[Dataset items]

□ □ □ □ □ □ □

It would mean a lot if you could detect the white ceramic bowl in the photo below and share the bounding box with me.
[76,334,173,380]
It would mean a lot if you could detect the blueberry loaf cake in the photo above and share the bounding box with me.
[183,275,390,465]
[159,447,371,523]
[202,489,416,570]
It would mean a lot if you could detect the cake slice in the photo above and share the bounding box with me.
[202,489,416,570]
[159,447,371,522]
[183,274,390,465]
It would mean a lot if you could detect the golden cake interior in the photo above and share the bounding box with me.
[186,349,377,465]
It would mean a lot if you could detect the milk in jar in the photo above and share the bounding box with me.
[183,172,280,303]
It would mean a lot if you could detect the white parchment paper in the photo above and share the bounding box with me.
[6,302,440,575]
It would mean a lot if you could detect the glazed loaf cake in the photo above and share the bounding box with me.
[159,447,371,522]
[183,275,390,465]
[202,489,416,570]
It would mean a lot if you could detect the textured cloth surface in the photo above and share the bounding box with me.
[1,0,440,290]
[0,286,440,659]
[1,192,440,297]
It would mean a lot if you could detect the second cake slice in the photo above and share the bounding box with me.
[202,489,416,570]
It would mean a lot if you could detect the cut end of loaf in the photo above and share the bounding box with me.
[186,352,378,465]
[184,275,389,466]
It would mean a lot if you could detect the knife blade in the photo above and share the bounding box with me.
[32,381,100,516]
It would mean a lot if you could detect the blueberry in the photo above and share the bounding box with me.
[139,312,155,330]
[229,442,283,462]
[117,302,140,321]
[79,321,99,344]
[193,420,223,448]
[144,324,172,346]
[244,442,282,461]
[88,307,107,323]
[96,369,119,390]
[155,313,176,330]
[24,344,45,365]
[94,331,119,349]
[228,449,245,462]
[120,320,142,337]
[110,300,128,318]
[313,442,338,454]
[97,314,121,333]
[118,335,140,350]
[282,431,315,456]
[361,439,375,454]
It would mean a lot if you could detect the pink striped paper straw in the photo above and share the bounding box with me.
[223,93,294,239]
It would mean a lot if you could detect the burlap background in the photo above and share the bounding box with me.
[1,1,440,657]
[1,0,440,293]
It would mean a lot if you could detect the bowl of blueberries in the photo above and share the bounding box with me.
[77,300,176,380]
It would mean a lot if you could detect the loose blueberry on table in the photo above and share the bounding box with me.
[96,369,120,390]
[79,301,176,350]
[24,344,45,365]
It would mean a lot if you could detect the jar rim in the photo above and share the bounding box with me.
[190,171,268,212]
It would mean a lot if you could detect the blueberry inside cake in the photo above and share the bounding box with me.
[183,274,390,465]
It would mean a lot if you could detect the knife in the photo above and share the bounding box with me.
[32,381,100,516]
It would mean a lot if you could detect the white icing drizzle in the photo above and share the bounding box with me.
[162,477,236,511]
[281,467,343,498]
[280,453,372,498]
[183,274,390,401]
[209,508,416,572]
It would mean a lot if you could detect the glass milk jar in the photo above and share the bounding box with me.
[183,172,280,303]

□ □ □ □ □ □ □

= TASK TO COMPLETE =
Repeat all of the data exactly.

= REPLY TO THE EXERCISE =
It would mean a lot if you could detect the white ceramic bowl in the photo below and share the bounding box with me.
[76,334,173,380]
It would mean a lot if you could detect the blueberry loaf cake in the photo above and share the bounding box with me.
[183,275,390,465]
[159,447,371,523]
[202,489,416,570]
It would mean a lot if you could detect the cake slice in the photo above and share the bounding box with me.
[202,489,416,570]
[159,447,371,522]
[183,274,390,465]
It would mean a lot if you could detect the golden cake interior in the photo above and share the bounding box with me.
[186,349,377,465]
It would mean a lot if you could detect the milk in jar in the photo above and share the bounding box with me.
[183,172,280,303]
It would mean a lot if you could detect the white parchment paper in the photo above and share the bounding box with me.
[6,302,440,575]
It would mean a lot if you could detect the glazed loaf cake in the photo above and share the bounding box with me.
[159,447,371,522]
[183,275,390,465]
[202,489,416,570]
It would mean a lot if you could detect the textured cloth surface in the photo above and share the bounding box with me.
[1,0,440,290]
[0,286,440,659]
[1,192,440,297]
It would mean a lot if you could detect the second cake slice in the photo above and share the bounding box with me.
[202,489,416,570]
It would mean a lot if you could detect the cut end of loaf in the photo above and share the bounding box with me.
[186,352,378,465]
[184,275,389,466]
It would mean a lot if you could detect the knife blade in the photo above and share the bounding box with me.
[32,381,100,516]
It would mean a lot if you could detect the blueberry in the photo above and share the bounding box with me.
[139,312,155,330]
[229,442,283,462]
[117,302,140,321]
[79,321,99,344]
[193,420,223,448]
[144,324,172,346]
[244,442,282,461]
[88,307,107,323]
[96,369,119,390]
[155,313,176,330]
[24,344,45,365]
[94,331,119,349]
[228,449,245,462]
[120,320,142,337]
[110,300,128,318]
[313,442,338,454]
[97,314,121,333]
[118,335,140,350]
[282,431,315,456]
[361,439,375,454]
It would mean a lot if you could detect the pink striped paper straw in the photo above and share the bounding box with me.
[223,93,294,239]
It would mean a lot if you could detect the burlap background in the photo above and share the bounding box with me.
[1,1,440,657]
[1,0,440,293]
It would mean a lot if you could detect the bowl of blueberries in the photo above and share the bounding box with me.
[77,300,176,380]
It would mean a lot if you could detect the loose blueberry on table in the photo above and share the bounding box with me.
[96,369,120,390]
[79,301,176,350]
[24,344,45,365]
It would mean a lot if you could detect the jar rim in the photo above and share the bounding box with me.
[190,171,268,212]
It would mean a lot if you could detect the blueberry inside cake in the photo above and share the bounding box with me.
[183,274,390,465]
It would mean a lot if you could detect the knife in the photo above and share the bounding box with me.
[32,381,100,516]
It would mean a lot if you could detect the white icing drizzle in the photo above and share the bounding box with me.
[162,477,236,511]
[281,467,343,498]
[280,453,372,498]
[183,274,390,401]
[209,508,416,572]
It would mean a lot if you could detect the glass milk jar in the photo above and share the bounding box with me.
[183,172,280,303]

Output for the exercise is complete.